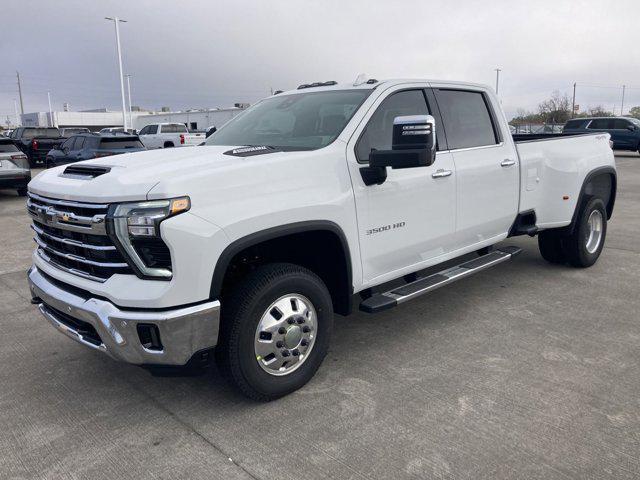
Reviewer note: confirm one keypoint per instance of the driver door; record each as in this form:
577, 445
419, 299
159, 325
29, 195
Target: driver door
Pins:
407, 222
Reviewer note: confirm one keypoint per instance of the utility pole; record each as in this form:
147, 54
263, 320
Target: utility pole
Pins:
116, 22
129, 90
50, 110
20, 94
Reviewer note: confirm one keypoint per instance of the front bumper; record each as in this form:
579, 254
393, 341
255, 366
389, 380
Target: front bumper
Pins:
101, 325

> _Problem description_
Every line above that includes the word "note" must appear in the answer.

> _Answer for this exercise_
Reviewer note: confirm one keypoint per instance of the driver door; record each as in this form:
Reviewer note: confirm one keypoint per instance of the utility pole; record each as in this form:
Reviewer note: confirm one keypoint per instance of the front bumper; record each as in this form:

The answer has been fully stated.